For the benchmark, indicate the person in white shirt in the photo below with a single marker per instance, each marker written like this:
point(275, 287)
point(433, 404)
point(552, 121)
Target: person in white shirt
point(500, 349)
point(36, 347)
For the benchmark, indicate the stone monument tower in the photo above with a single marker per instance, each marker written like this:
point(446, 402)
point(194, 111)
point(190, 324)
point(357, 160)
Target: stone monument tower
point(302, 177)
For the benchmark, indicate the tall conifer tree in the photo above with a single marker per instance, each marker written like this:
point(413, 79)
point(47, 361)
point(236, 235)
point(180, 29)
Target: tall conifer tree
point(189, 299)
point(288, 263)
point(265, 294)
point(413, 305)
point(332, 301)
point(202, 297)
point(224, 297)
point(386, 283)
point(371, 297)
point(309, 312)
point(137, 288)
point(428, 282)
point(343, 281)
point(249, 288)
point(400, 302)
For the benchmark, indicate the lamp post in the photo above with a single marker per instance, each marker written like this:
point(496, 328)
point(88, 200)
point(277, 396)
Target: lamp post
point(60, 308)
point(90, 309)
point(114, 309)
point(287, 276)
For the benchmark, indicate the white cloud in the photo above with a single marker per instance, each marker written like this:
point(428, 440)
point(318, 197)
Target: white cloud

Instructions to follow: Render the lines in the rows above as a JSON list of strings, one per line with blank lines omitted, covering only the stretch from the line containing "For the benchmark, indicate the tall" through the line containing "point(287, 276)".

Exercise answer:
[
  "For the benchmark, indicate the tall conifer tree in the photo above with a single marker per instance, each marker written like this:",
  "point(413, 79)",
  "point(47, 361)",
  "point(236, 235)",
  "point(180, 29)",
  "Target: tall conifer tree",
  "point(189, 299)",
  "point(288, 263)",
  "point(265, 294)",
  "point(413, 305)",
  "point(332, 301)",
  "point(202, 297)",
  "point(224, 297)",
  "point(386, 283)",
  "point(371, 297)",
  "point(309, 312)",
  "point(137, 288)",
  "point(428, 282)",
  "point(343, 281)",
  "point(249, 288)",
  "point(400, 302)",
  "For the benchmark, indicate the lamp post in the photo above with a single marker per instance, each marker written like this:",
  "point(496, 328)",
  "point(88, 200)",
  "point(277, 396)",
  "Target: lamp post",
  "point(60, 308)",
  "point(90, 309)",
  "point(114, 309)",
  "point(287, 276)"
]